▸ PROBLEM TO WORK ON
Render the part of the listing below as a numbered list: begin at the line that has "Find every instance of the ornate", stop after the line that has "(1127, 372)", and include both of those lines. Give one line per number, skip any blank lines, and leave out everything outside that span.
☆ ☆ ☆
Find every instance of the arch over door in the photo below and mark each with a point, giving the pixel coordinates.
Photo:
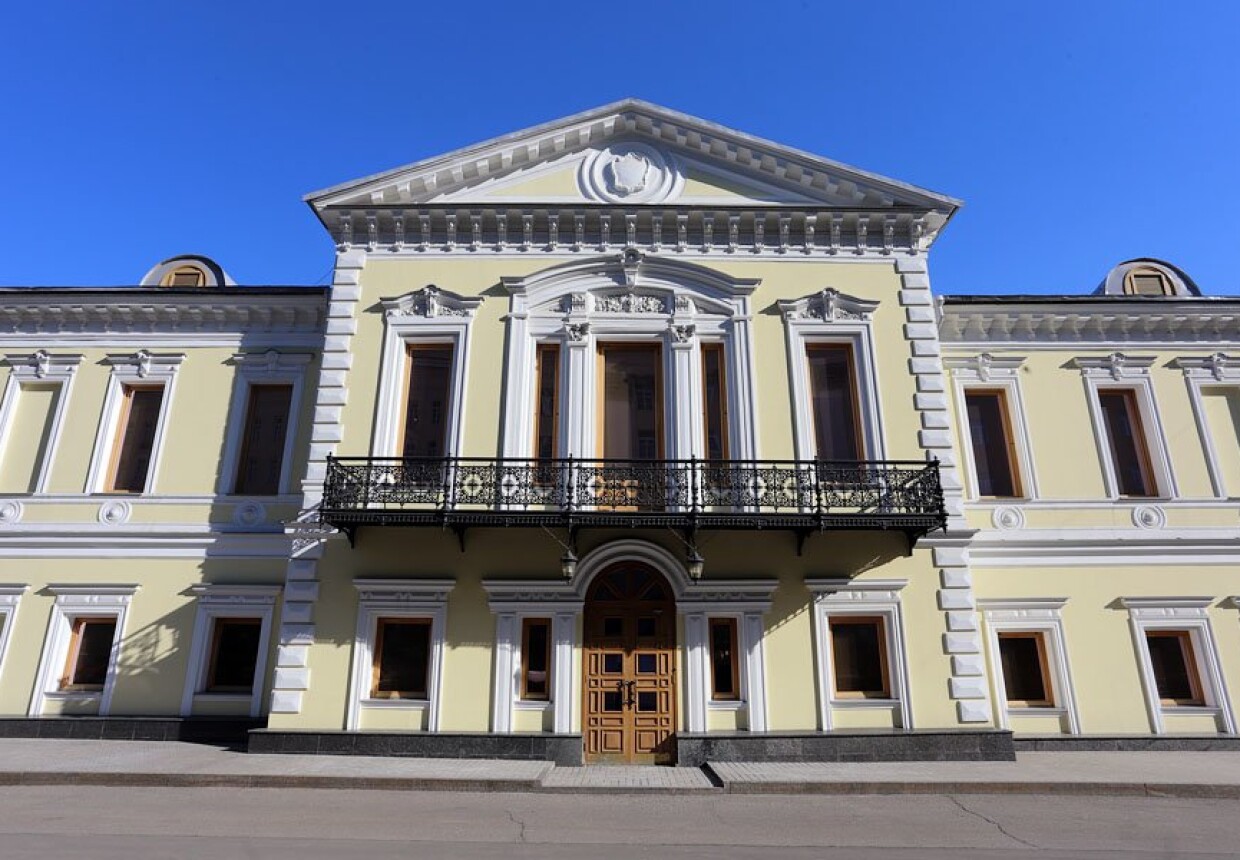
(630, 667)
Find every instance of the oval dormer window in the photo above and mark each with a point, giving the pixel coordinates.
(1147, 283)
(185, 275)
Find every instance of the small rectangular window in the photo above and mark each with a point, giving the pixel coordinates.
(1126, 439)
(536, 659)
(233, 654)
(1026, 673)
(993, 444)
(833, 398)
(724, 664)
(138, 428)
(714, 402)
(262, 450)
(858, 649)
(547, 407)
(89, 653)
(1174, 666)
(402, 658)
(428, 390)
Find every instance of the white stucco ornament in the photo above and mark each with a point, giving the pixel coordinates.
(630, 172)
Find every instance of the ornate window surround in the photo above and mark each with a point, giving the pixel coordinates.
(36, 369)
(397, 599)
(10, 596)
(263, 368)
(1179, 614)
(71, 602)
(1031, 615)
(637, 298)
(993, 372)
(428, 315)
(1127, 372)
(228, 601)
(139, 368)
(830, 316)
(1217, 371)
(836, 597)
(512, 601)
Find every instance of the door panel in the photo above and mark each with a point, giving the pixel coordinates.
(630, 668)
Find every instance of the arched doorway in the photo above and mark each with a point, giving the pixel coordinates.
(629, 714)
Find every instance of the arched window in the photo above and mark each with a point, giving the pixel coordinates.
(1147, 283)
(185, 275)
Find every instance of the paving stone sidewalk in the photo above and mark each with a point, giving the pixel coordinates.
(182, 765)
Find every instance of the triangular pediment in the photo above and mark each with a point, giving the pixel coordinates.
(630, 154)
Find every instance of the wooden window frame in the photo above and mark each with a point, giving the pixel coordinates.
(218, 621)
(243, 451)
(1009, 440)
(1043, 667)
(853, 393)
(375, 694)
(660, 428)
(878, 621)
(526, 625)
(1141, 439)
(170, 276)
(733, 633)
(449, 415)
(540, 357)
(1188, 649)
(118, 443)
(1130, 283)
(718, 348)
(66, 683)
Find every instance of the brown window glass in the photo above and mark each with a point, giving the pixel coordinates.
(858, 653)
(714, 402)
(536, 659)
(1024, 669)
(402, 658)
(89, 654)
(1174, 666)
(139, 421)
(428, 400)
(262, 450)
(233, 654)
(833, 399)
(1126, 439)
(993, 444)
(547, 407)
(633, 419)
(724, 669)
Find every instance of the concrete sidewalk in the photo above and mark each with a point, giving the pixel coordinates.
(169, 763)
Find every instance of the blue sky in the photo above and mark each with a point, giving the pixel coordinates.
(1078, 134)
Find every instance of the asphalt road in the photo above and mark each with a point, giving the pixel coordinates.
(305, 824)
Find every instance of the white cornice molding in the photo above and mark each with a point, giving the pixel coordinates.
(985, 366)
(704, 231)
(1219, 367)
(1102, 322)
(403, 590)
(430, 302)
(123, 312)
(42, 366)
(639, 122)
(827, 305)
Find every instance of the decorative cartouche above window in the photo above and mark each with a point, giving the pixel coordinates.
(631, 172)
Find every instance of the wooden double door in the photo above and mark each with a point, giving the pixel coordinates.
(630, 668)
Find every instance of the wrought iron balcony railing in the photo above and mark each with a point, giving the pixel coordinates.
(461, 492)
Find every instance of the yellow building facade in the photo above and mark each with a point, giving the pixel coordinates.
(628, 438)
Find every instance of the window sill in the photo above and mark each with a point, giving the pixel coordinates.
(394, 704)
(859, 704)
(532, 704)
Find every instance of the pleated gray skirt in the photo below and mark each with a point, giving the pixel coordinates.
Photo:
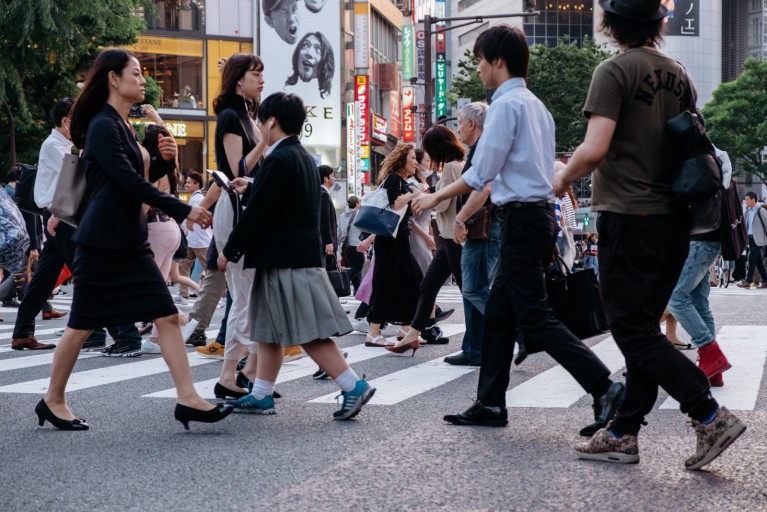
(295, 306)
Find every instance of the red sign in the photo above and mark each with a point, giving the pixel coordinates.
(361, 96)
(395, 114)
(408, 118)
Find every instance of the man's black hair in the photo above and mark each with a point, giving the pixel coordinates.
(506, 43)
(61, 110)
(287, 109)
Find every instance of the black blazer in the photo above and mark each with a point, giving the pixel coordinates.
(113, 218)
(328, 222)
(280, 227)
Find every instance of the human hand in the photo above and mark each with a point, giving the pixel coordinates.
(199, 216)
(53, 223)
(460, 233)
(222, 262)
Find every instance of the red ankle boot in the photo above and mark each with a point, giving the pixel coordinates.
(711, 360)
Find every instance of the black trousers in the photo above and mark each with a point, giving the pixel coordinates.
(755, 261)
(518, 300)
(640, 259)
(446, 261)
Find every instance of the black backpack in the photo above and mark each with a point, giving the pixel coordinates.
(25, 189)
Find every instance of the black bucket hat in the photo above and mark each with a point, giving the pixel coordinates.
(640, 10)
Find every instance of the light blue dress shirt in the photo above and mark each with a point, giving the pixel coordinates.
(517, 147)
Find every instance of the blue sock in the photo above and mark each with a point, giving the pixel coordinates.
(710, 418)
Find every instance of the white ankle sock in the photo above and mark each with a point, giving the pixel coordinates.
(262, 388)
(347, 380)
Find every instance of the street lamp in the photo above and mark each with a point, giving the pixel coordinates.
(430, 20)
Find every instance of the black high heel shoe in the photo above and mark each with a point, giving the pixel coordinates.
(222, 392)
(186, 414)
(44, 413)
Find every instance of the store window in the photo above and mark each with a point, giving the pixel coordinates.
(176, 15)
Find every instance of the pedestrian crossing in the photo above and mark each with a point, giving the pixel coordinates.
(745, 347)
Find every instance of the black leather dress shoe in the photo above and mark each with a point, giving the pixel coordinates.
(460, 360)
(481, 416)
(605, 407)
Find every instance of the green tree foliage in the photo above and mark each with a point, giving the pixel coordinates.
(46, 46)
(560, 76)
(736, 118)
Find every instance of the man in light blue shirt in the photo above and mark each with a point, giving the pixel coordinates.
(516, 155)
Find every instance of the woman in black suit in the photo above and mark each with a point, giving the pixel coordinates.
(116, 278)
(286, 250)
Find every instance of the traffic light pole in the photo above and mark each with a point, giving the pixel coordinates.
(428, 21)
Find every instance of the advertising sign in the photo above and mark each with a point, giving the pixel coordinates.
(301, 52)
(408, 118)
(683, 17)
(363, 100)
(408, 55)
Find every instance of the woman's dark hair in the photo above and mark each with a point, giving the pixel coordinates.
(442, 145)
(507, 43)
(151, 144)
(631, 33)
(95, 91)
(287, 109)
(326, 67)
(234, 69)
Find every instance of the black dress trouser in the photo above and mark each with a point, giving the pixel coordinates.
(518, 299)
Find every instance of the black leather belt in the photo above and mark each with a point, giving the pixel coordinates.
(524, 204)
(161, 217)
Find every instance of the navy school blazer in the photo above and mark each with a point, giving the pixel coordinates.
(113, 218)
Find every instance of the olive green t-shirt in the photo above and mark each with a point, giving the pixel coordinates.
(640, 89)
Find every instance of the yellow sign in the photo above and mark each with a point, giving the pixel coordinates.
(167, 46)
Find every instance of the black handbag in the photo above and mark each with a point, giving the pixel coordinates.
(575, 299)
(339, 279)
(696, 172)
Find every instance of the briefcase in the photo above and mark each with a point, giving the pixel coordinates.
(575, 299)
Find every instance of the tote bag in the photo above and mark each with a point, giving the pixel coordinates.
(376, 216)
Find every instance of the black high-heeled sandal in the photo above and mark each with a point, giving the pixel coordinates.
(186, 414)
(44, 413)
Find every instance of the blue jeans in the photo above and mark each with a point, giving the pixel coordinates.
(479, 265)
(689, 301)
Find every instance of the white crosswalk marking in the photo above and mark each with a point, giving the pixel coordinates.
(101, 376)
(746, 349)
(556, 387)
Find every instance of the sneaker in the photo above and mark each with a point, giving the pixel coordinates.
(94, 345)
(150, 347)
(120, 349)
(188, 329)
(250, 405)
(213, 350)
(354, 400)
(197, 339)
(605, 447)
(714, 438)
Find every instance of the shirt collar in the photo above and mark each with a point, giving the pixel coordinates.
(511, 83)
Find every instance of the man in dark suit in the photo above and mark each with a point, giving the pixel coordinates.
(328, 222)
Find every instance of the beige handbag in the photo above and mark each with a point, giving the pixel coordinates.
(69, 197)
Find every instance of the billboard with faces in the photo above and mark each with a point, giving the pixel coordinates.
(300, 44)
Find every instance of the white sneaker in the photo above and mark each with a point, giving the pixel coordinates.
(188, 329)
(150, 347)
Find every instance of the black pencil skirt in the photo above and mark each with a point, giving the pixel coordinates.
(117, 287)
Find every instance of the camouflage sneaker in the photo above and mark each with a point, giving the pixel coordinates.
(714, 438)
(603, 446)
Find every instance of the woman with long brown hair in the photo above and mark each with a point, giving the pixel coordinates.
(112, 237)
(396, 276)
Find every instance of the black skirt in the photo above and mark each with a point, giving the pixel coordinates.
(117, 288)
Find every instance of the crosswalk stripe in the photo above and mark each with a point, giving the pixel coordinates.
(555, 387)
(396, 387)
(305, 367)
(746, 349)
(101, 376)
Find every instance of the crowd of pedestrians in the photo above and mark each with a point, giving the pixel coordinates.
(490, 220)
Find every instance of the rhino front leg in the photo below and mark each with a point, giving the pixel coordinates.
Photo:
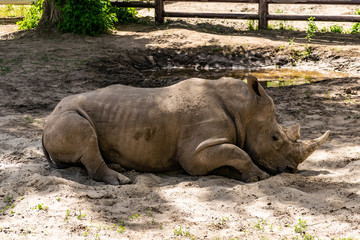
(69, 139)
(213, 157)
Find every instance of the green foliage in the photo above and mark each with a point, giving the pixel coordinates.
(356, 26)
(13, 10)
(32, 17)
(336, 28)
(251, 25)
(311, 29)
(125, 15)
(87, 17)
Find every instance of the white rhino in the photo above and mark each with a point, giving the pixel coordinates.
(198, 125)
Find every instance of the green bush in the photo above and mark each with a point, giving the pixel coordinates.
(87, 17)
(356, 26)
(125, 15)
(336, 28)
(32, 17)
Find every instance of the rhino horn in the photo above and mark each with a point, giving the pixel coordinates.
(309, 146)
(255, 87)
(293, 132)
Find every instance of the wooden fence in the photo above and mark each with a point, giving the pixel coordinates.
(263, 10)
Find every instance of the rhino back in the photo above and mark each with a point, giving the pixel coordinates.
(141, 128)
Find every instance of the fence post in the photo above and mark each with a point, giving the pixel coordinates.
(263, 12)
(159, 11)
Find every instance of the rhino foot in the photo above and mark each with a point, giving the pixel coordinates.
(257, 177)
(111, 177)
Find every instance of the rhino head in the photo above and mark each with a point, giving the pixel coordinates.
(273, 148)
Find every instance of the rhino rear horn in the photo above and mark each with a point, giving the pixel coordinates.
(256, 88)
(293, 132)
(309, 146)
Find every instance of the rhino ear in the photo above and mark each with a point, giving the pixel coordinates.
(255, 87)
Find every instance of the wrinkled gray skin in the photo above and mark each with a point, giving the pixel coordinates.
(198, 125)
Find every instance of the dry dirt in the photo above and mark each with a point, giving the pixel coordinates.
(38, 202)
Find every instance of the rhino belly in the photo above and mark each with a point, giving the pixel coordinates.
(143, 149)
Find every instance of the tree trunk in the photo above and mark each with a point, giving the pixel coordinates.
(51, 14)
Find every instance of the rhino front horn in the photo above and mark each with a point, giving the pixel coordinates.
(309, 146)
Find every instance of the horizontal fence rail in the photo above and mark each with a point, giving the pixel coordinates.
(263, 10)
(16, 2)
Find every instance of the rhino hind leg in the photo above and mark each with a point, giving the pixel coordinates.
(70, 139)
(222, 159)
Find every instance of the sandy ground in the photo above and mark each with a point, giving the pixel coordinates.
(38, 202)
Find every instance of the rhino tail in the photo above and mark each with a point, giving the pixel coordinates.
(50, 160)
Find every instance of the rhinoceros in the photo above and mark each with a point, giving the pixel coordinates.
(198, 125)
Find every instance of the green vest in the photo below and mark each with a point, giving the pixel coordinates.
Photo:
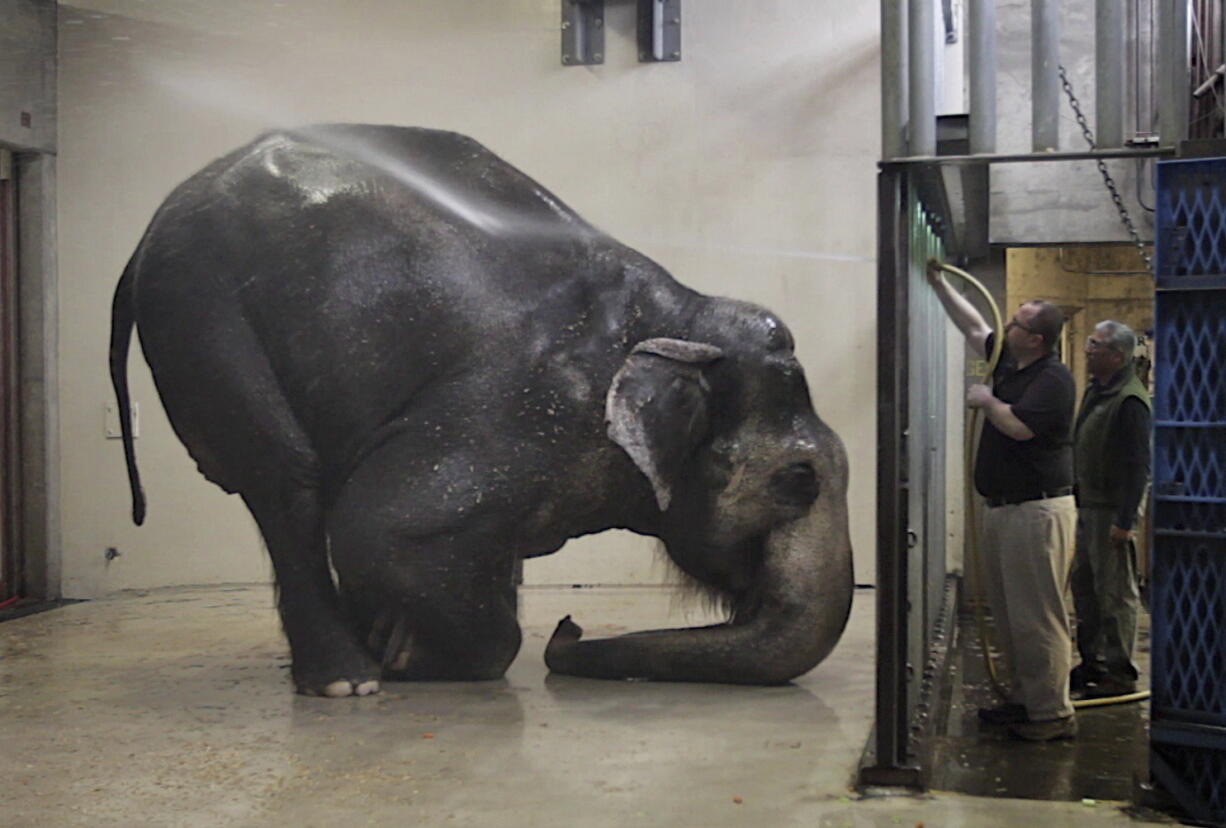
☆ ☆ ☆
▸ FULL SOLUTION
1. Find every instance of the ornate window surround in the photo above and mark each with a point, giving the pixel coordinates.
2. (36, 369)
3. (397, 599)
4. (10, 596)
5. (263, 368)
6. (1179, 614)
7. (71, 602)
8. (1031, 615)
9. (637, 298)
10. (993, 372)
11. (428, 315)
12. (1127, 372)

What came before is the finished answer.